What needs to be done
Scan the material for the string "dragon" and copy out every line in which it occurs.

Records shown

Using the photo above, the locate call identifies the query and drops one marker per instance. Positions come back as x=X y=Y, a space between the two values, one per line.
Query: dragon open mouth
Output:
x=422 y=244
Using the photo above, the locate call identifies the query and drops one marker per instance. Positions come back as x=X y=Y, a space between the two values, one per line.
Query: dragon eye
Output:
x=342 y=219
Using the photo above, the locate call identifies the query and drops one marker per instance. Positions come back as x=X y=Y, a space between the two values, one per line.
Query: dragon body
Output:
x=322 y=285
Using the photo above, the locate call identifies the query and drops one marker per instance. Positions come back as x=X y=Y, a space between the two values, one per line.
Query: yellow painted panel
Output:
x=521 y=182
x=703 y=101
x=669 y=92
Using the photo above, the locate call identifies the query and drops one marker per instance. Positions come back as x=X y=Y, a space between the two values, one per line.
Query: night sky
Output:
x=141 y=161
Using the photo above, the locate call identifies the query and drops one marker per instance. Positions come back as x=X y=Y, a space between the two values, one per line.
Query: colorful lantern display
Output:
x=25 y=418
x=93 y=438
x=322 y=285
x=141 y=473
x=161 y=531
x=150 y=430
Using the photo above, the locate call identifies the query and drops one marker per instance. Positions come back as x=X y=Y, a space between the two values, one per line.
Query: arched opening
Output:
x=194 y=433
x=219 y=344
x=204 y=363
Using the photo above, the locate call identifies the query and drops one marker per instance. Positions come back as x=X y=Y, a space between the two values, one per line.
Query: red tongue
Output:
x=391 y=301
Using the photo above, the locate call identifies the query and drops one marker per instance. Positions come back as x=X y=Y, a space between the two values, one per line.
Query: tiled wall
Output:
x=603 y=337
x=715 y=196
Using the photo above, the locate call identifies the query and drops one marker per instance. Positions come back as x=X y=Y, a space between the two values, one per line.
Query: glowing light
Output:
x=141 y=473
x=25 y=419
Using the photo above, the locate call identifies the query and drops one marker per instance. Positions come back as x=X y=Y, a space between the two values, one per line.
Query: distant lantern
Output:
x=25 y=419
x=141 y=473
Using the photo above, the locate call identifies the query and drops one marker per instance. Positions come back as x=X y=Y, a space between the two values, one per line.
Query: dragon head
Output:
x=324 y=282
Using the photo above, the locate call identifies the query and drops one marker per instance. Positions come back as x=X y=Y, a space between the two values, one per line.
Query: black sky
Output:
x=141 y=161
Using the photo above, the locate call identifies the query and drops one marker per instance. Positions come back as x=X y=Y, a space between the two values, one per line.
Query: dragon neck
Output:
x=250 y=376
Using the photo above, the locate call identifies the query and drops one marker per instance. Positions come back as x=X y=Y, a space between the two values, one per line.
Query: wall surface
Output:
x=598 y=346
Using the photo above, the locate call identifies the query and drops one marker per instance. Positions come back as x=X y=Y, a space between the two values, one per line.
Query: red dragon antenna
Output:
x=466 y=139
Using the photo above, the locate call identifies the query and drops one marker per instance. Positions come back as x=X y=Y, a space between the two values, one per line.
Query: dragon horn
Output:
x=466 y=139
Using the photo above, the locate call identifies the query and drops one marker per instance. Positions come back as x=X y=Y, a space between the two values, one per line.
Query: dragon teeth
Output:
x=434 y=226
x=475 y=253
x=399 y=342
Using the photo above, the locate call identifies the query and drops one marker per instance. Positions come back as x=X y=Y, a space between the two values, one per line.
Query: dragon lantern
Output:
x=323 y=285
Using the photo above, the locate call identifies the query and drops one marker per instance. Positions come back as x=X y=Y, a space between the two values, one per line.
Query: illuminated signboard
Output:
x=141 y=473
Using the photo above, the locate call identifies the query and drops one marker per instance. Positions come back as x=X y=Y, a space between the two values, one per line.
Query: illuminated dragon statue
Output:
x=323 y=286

Answer space
Query: dragon open mouth
Query: dragon eye
Query: dragon body
Query: dragon head
Query: dragon neck
Query: red dragon antenna
Query: dragon horn
Query: dragon teeth
Query: dragon lantern
Query: illuminated dragon statue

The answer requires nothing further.